Start Records shown

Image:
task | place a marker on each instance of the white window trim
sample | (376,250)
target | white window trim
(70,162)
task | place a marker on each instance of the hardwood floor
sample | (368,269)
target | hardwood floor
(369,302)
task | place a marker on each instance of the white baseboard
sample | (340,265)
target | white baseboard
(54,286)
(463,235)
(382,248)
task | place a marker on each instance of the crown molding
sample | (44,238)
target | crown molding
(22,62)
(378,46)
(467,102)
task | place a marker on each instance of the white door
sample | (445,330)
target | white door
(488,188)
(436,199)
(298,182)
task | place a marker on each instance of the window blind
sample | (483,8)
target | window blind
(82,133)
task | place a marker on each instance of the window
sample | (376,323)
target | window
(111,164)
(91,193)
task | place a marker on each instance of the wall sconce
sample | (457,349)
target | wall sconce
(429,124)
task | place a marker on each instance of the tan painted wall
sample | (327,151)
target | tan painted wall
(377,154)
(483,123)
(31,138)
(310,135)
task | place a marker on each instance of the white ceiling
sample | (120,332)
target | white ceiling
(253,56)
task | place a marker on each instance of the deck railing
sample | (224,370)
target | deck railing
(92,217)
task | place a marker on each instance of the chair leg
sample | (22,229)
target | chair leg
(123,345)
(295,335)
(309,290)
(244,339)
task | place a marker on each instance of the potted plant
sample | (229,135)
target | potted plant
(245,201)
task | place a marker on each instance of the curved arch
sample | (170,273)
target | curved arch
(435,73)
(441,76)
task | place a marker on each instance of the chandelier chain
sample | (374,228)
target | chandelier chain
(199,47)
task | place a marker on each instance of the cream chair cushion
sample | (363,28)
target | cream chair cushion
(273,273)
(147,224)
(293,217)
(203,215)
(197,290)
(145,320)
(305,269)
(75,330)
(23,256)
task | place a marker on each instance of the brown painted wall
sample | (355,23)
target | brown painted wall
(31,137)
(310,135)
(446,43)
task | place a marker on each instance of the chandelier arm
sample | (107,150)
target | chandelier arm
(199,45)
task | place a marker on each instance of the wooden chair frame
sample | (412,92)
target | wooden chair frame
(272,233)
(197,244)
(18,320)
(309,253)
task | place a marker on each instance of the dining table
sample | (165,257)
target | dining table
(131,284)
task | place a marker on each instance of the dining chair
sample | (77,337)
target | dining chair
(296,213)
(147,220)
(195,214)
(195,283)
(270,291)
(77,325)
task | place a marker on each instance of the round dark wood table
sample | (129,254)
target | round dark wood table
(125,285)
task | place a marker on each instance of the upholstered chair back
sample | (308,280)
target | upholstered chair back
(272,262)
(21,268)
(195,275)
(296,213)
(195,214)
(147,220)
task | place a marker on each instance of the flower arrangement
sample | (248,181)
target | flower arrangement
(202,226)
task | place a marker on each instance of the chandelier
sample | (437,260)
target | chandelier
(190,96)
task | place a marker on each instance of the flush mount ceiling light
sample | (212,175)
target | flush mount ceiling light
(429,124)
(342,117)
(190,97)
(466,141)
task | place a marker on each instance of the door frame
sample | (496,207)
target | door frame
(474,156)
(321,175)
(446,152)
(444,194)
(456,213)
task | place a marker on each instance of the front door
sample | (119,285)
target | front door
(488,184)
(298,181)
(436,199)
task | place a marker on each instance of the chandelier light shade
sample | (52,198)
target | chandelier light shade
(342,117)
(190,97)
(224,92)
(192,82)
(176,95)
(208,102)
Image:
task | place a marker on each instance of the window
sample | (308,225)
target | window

End Records shown
Start Records shown

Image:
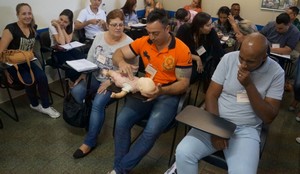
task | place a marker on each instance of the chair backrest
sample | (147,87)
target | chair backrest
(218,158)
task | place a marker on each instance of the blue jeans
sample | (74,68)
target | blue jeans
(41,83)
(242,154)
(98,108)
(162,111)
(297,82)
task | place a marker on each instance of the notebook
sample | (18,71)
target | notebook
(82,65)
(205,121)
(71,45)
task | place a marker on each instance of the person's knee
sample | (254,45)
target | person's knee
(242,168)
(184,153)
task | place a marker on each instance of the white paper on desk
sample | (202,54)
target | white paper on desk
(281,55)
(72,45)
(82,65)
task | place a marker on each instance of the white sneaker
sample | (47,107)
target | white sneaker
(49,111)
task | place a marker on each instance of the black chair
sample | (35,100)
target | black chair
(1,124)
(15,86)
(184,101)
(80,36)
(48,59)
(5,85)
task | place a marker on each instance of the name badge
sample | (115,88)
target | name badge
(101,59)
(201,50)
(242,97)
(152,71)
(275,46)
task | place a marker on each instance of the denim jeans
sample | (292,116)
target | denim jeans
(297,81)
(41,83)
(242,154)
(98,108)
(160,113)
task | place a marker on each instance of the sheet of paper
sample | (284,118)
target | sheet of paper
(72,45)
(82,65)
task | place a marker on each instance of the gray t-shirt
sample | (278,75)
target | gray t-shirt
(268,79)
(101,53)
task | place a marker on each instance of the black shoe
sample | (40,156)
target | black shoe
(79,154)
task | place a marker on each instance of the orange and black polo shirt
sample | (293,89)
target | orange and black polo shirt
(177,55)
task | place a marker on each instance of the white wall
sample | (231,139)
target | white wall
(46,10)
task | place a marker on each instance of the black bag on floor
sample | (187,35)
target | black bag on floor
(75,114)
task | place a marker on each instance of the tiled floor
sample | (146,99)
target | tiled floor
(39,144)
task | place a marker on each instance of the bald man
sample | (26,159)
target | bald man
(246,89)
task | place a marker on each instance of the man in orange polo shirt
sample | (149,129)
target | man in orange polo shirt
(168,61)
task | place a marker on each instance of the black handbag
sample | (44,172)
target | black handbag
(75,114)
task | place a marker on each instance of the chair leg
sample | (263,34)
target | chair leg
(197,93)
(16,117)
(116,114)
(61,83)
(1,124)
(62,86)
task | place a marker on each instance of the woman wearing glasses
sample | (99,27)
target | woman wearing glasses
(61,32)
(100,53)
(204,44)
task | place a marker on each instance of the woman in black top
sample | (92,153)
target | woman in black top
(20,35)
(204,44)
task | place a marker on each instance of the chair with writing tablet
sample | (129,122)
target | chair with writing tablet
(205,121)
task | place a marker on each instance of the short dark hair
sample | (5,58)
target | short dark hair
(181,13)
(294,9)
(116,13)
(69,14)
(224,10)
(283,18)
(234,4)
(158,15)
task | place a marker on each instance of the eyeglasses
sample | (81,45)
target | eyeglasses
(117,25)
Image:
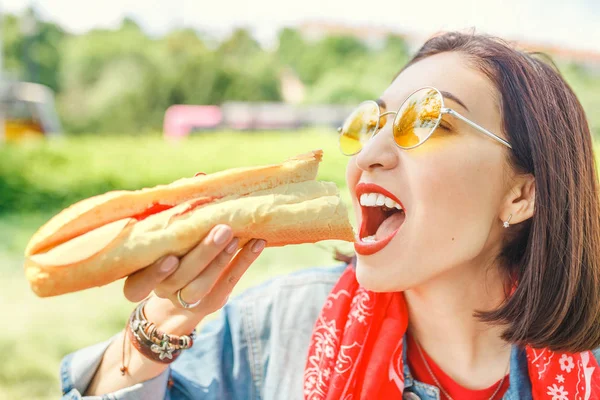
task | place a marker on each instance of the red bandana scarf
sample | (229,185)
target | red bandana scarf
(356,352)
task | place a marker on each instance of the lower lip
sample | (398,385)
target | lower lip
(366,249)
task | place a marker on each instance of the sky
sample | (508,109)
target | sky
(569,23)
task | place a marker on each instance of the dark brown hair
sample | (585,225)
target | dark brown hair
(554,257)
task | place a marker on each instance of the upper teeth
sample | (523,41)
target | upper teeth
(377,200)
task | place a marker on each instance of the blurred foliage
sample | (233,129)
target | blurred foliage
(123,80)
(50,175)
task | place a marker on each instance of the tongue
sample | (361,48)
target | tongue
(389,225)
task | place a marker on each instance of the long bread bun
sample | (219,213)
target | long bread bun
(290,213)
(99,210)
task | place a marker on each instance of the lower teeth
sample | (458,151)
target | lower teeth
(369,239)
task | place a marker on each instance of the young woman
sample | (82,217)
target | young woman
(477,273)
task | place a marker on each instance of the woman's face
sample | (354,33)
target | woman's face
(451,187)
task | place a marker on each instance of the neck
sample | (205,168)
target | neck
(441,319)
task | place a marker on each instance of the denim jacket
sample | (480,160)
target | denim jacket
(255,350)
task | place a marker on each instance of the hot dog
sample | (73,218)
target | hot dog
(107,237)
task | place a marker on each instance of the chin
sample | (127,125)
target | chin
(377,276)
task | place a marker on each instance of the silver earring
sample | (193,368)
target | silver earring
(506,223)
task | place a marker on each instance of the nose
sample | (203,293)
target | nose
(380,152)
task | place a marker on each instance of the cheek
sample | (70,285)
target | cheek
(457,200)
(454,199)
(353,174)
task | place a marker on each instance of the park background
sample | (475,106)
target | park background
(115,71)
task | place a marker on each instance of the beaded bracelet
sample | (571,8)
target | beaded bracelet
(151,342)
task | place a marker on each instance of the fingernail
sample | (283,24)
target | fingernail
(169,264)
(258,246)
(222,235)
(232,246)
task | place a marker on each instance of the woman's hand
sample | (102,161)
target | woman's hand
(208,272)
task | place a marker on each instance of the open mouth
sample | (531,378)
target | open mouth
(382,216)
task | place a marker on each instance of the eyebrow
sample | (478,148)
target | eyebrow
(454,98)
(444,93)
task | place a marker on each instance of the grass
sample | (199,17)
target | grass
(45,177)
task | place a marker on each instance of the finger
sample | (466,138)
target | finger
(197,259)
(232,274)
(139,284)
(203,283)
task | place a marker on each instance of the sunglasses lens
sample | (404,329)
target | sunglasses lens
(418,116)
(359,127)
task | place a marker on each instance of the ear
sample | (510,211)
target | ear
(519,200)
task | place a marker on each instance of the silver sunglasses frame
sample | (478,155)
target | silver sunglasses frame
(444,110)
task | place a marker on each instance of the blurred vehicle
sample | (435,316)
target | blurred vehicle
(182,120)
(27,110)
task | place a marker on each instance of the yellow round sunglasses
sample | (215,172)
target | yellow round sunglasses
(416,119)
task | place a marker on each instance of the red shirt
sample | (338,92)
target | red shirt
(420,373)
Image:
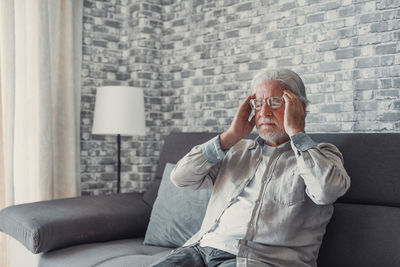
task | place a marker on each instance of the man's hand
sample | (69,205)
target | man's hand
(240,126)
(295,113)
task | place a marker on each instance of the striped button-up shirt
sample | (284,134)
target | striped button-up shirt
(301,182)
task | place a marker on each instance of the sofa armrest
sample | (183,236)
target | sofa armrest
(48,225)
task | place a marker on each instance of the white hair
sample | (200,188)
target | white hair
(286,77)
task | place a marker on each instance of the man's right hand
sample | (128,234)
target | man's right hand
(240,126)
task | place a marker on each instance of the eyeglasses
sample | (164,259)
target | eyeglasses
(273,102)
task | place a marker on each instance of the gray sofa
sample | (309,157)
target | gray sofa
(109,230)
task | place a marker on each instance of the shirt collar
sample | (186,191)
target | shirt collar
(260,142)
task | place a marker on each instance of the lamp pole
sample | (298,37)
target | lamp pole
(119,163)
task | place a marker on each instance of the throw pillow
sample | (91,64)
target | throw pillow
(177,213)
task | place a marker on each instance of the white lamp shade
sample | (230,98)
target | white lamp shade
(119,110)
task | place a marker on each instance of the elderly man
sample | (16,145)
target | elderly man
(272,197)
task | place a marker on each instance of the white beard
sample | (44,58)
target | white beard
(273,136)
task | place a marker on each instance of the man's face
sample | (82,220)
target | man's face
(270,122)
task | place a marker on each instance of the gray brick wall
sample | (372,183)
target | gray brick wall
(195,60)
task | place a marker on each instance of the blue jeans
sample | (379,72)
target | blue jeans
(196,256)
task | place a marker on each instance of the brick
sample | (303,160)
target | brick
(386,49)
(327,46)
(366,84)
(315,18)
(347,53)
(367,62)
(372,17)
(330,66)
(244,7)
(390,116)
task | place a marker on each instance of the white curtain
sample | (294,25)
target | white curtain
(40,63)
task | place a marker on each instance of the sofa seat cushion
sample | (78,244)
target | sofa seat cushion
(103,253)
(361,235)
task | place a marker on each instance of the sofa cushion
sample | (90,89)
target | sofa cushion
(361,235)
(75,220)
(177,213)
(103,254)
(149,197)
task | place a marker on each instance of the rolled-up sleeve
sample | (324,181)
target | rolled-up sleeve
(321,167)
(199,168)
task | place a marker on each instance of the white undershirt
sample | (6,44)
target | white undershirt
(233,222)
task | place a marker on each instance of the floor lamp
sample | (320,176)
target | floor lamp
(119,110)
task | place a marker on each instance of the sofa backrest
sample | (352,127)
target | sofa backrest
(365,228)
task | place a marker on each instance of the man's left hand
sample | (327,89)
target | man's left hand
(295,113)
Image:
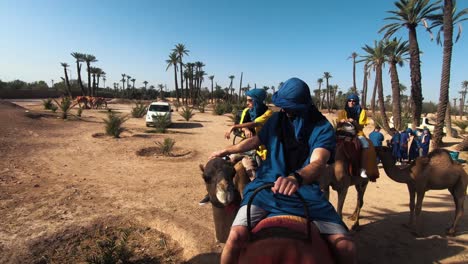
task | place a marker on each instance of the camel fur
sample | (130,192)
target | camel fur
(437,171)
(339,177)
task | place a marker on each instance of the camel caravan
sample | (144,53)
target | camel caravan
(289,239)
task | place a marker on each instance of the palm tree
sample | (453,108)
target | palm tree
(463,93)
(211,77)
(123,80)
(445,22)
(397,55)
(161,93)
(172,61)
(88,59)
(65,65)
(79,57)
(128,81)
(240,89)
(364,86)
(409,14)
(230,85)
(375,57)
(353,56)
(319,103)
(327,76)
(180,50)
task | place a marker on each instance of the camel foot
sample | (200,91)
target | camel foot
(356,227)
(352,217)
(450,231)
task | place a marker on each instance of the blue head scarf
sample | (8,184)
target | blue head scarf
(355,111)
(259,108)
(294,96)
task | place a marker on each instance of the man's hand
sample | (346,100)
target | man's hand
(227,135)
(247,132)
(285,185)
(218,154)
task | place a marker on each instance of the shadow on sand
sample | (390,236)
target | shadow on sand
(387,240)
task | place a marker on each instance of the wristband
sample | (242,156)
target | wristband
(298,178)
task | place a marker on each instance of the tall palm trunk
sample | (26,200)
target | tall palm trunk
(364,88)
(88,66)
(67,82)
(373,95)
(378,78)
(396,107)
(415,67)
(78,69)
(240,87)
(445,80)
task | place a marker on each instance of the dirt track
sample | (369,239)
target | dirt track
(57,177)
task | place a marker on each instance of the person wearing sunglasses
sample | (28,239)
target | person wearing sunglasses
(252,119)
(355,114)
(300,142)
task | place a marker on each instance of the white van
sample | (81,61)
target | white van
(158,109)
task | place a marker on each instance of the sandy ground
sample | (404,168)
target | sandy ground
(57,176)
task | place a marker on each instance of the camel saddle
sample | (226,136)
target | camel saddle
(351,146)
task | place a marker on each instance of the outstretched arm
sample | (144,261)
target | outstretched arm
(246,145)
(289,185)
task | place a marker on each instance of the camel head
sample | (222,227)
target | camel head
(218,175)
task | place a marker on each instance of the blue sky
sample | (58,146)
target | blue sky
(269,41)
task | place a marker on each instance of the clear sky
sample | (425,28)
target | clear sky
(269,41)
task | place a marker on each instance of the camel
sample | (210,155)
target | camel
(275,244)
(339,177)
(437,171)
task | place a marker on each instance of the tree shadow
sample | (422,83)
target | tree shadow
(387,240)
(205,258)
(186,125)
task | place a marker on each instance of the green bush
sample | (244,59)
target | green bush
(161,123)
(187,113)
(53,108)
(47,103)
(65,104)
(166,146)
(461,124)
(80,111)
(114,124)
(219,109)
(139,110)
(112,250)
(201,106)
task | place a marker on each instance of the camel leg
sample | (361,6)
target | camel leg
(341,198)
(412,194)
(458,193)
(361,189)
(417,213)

End Records shown
Start Records shown

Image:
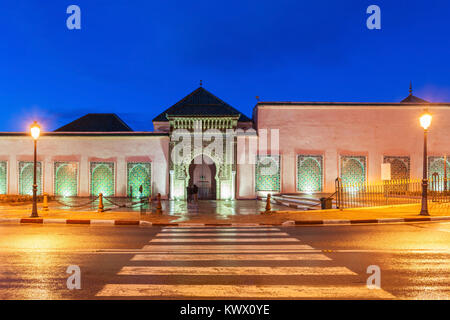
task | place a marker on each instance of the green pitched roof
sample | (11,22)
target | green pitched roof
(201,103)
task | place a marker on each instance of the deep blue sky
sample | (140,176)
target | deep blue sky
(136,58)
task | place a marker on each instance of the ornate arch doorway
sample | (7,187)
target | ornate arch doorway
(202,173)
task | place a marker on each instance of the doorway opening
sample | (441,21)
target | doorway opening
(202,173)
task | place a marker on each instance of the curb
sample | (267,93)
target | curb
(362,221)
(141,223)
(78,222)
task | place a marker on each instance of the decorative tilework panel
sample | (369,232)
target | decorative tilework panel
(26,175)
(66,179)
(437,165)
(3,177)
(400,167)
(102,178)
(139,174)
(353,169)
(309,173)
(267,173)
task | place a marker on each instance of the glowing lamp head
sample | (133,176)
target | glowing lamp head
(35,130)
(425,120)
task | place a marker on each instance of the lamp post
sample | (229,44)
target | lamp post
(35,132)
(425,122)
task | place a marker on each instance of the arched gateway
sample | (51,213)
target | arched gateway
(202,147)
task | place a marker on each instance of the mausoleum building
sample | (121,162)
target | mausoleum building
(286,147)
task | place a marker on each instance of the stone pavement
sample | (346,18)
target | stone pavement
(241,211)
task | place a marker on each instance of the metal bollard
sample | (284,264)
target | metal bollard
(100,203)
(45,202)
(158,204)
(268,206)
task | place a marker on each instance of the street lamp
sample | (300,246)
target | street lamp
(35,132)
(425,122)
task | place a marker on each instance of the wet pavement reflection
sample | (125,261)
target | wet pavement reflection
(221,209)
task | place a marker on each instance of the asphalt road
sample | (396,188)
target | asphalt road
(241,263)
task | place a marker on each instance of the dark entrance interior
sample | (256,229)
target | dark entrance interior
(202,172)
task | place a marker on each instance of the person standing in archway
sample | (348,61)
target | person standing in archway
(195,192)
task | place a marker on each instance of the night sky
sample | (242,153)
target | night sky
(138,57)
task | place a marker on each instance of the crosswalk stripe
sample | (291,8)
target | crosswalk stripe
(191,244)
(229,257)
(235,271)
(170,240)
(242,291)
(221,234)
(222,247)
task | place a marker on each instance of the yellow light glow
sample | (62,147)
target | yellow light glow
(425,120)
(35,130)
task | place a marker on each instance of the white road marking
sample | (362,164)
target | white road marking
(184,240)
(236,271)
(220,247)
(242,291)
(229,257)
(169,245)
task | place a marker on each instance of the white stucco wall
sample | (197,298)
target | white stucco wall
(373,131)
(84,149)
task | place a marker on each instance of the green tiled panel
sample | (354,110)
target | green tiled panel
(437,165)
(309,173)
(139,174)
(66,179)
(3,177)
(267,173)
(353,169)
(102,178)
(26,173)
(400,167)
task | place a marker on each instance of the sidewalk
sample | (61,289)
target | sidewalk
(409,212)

End Records shown

_Problem to work on_
Copy out each line of the data above that contains the word "orange".

_Response to the task_
task | place a marker on each instance of the orange and black polo shirt
target | orange and black polo shirt
task | place a marker on each instance of the man in orange polo shirt
target | man in orange polo shirt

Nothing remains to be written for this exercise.